EXERCISE: Transcribe word for word the part of the colorspace text starting with "I’ll start with" and going on through "or even see.".

For most folks it is enough trouble to get their images sorted, filed and emailed or printed. But for the dedicated few who take the extra time to work on them in Photoshop it isn’t long before they stumble across the topic of colorspaces. Like most things in photography once you know about it you can find endless and often contradictory advice about what it is and how to deal with it. The topic came up again on our recent photo safari so I thought it would be a good time to help clarify things…
What’s a Colorspace, Anyway?
I’ll start with a simple definition of a color space. It is a map of the numeric values of the pixels in your image to “real world” colors. There are “small” color spaces like sRGB, which map your pixels into the least common denominator of color display found in inexpensive TVs and web browsers, “medium” color spaces like Adobe RGB which approximates the color fidelity you might find on a higher-end monitor or D-SLR and “large” color spaces like ProPhoto RGB (developed by Kodak) which can contain colors far beyond what we can currently capture or even see.
Why do I Care?
Unfortunately if you care what your images look like you need to care about colorspaces. Specifically if your image is encoded in one colorspace and displayed in a different one then it won’t look right. For example images encoded in Adobe RGB look washed out when displayed on an sRGB device.

RAW RECORDS:

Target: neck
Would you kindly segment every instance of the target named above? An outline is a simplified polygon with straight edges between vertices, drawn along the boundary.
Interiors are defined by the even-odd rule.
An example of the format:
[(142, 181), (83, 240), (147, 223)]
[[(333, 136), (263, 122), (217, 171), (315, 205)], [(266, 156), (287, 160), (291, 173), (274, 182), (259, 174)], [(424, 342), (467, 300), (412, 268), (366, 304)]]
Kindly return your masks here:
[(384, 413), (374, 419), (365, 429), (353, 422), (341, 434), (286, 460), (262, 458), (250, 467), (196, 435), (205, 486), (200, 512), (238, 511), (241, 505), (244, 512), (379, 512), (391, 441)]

...

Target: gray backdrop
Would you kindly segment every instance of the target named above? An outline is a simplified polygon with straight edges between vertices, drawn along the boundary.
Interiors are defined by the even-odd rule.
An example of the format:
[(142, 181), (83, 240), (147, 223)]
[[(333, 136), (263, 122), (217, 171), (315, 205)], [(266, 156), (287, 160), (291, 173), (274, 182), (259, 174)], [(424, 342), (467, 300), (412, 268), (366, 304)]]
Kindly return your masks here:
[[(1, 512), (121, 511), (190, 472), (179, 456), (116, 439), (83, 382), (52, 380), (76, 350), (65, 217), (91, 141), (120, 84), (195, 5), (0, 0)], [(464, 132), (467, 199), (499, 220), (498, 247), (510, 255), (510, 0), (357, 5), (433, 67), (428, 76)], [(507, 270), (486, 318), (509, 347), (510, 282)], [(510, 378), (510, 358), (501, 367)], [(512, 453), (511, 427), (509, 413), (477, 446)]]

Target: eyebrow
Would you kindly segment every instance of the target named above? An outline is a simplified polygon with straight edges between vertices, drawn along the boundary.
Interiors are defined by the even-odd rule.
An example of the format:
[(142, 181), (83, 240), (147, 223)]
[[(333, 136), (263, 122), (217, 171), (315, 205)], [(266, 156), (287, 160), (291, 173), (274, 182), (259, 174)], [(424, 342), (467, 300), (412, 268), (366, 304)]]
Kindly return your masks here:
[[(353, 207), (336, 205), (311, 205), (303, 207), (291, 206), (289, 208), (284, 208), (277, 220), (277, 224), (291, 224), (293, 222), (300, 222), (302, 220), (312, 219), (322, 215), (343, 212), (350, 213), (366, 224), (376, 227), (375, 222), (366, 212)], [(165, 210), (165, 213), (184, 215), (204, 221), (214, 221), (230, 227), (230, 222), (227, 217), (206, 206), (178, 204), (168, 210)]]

* * *

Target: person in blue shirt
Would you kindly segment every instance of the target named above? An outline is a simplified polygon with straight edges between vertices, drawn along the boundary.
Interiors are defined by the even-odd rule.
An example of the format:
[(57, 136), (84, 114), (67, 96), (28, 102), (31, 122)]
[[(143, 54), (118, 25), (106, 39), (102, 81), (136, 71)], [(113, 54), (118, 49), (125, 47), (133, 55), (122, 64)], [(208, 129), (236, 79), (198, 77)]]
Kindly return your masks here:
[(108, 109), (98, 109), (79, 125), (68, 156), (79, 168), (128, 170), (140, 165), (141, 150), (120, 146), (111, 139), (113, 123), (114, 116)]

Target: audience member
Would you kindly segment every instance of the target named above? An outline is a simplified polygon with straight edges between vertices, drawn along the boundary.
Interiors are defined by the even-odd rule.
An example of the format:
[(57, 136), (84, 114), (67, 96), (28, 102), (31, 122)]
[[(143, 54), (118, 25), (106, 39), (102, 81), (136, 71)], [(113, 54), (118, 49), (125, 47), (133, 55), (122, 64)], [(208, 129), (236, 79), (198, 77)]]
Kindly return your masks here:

SOLVED PROBLEM:
I’ll start with a simple definition of a color space. It is a map of the numeric values of the pixels in your image to “real world” colors. There are “small” color spaces like sRGB, which map your pixels into the least common denominator of color display found in inexpensive TVs and web browsers, “medium” color spaces like Adobe RGB which approximates the color fidelity you might find on a higher-end monitor or D-SLR and “large” color spaces like ProPhoto RGB (developed by Kodak) which can contain colors far beyond what we can currently capture or even see.